### TASK TO CARRY OUT
Output only the lines below from the one containing "Query: reflected door in mirror" to the one containing "One marker per instance, like [123,100].", exactly as written, both ends kept.

══════

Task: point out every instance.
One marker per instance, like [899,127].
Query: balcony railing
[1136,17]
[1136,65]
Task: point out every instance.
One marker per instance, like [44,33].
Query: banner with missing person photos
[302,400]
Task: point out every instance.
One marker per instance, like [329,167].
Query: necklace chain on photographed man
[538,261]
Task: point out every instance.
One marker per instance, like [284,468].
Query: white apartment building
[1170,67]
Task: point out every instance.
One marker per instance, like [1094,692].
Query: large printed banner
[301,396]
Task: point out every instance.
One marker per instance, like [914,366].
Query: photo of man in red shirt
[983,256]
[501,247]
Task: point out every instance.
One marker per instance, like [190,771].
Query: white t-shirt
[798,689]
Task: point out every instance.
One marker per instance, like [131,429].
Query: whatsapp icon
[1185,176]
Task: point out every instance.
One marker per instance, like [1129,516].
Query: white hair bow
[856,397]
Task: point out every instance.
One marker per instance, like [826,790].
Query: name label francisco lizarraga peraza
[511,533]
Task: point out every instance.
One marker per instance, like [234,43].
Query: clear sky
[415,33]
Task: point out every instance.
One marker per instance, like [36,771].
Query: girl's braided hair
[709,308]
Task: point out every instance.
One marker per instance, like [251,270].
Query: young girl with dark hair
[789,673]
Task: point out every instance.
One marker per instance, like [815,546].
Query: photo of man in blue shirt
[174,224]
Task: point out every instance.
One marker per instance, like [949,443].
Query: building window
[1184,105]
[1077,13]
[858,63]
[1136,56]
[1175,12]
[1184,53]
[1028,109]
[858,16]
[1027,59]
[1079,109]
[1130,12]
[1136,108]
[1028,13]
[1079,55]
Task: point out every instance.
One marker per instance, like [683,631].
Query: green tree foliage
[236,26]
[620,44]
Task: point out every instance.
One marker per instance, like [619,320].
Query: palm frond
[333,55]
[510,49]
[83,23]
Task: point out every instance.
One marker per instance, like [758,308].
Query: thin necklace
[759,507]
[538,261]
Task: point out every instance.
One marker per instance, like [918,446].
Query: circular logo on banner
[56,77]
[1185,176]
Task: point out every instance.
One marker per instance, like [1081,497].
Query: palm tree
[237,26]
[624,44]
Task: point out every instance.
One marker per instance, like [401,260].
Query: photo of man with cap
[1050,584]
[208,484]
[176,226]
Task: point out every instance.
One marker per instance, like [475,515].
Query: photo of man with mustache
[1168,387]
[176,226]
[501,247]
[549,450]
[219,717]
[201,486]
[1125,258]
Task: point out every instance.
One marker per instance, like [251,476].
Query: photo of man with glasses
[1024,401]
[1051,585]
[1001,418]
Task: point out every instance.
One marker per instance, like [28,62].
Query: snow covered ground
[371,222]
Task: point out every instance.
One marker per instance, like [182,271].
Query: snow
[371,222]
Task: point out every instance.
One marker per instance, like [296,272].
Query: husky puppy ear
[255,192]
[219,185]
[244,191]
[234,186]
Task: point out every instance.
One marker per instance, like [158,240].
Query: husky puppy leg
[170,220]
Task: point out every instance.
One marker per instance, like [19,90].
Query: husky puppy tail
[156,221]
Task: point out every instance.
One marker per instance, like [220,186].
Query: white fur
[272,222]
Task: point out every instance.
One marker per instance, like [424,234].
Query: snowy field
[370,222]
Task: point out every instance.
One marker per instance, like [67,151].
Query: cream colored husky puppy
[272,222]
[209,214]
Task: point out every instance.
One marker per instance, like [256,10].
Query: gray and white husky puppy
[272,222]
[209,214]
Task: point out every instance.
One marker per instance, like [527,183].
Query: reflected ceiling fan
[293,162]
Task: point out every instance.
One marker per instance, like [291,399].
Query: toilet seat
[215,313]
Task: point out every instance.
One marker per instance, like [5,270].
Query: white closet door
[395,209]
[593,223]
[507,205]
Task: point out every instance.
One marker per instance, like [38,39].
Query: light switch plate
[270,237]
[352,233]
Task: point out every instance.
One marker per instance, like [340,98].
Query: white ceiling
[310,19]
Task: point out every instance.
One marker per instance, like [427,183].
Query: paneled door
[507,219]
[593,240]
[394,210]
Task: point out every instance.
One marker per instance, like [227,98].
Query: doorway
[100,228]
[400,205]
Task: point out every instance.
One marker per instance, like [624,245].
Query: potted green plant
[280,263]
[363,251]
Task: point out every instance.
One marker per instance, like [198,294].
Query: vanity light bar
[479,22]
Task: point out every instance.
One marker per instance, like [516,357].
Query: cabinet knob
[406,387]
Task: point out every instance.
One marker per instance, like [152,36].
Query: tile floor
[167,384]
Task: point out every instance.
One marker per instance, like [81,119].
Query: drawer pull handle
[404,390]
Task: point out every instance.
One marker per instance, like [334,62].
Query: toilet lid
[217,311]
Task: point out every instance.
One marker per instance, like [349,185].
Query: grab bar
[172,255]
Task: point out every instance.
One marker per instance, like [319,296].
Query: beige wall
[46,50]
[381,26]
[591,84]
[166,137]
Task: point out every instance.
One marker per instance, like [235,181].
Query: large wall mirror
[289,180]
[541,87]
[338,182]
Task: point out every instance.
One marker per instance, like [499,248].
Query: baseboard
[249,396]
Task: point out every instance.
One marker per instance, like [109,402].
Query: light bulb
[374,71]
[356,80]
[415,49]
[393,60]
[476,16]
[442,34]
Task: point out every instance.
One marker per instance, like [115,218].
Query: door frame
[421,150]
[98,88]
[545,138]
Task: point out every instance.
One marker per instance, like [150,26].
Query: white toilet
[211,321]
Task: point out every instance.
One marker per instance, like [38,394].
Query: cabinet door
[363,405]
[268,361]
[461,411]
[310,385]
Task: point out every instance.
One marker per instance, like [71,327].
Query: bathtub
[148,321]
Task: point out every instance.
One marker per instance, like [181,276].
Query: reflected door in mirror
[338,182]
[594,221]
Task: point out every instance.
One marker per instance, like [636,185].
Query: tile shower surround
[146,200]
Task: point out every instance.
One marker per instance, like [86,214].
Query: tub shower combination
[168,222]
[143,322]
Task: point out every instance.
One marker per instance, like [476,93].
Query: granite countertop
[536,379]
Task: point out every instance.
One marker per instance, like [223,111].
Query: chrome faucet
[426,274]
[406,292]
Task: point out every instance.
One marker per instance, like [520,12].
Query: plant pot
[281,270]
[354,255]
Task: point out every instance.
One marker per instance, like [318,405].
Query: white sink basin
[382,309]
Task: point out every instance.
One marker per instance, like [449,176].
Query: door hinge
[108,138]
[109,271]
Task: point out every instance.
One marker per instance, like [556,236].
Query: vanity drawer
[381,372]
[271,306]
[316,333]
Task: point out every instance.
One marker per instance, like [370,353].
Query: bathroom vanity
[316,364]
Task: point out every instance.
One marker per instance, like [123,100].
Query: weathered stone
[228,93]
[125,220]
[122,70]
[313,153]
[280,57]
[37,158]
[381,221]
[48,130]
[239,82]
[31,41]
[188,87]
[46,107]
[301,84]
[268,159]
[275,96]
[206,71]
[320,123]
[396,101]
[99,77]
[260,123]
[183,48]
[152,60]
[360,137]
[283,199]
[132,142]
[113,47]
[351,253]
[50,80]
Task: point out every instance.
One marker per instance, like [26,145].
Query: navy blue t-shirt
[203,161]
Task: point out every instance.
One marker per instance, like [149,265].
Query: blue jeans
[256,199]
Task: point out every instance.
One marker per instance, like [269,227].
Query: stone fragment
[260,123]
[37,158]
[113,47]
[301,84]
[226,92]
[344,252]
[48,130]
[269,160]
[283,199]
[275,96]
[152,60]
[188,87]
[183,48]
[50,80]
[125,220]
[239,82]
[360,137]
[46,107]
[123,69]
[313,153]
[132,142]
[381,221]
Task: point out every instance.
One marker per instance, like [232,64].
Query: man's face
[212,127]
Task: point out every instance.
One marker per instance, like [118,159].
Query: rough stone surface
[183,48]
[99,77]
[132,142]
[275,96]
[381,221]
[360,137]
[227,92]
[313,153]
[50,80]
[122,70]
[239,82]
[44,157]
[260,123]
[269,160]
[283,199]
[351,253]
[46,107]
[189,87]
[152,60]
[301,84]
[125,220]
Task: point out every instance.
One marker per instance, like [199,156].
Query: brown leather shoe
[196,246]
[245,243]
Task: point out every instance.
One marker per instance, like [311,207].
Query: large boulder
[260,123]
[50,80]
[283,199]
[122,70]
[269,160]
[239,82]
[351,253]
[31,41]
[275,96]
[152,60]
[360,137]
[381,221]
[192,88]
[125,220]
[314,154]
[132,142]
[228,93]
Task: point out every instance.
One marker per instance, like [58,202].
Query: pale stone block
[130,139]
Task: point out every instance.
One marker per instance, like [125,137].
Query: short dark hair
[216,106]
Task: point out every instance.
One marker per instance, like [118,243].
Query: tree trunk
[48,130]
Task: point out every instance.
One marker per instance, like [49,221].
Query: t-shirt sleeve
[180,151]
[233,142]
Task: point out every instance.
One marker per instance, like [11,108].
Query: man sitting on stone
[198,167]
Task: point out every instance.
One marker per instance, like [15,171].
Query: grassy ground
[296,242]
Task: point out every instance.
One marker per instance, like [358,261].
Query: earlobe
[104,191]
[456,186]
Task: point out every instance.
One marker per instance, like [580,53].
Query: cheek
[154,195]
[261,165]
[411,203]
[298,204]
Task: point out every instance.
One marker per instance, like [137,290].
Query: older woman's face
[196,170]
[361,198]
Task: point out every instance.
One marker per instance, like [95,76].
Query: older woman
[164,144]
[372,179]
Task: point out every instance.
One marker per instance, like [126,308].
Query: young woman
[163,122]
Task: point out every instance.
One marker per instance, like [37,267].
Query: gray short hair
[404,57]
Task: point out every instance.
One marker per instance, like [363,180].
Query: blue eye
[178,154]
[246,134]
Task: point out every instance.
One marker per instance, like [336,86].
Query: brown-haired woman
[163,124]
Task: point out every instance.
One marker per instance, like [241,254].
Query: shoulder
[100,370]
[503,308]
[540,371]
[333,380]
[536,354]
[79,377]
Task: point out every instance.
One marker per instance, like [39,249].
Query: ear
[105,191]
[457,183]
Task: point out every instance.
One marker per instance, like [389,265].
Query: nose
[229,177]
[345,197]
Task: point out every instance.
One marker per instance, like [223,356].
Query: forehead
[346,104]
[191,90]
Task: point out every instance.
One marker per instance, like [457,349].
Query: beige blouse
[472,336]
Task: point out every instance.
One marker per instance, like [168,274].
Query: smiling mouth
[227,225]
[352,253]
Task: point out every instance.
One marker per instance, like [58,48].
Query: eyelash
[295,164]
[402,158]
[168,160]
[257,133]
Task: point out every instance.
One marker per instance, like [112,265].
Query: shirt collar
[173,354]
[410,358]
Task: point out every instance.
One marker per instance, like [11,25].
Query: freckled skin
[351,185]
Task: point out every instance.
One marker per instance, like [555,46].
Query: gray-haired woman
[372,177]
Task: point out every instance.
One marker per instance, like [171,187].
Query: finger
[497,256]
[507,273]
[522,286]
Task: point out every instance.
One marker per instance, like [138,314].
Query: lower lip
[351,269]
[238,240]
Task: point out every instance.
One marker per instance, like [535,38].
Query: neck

══════

### RESPONSE FOR THIS EXERCISE
Query: reflected door in mirror
[338,182]
[594,221]
Task: point out every instance.
One marker per instance, like [636,185].
Query: tile shower surround
[146,200]
Task: point out every instance.
One marker per instance, like [86,214].
Query: tub shower combination
[168,222]
[143,322]
Task: point out every instance.
One marker per instance, like [476,93].
Query: granite countertop
[536,379]
Task: point out every instance.
One marker per instance, like [223,111].
Query: chrome faucet
[426,274]
[406,292]
Task: point out every instance.
One marker per instance, like [520,12].
Query: plant pot
[281,270]
[354,255]
Task: point out every instance.
One marker per instance, like [318,405].
Query: white sink basin
[382,309]
Task: point out every instance.
One marker per instance, like [449,176].
Query: door hinge
[108,138]
[109,271]
Task: point out every instance.
One marker per instance, like [556,236].
Query: vanity drawer
[381,372]
[271,306]
[316,333]
Task: point out every instance.
One marker per instance, like [370,353].
Query: bathroom vanity
[316,364]
Task: point out every instance.
One marker per instance, like [123,100].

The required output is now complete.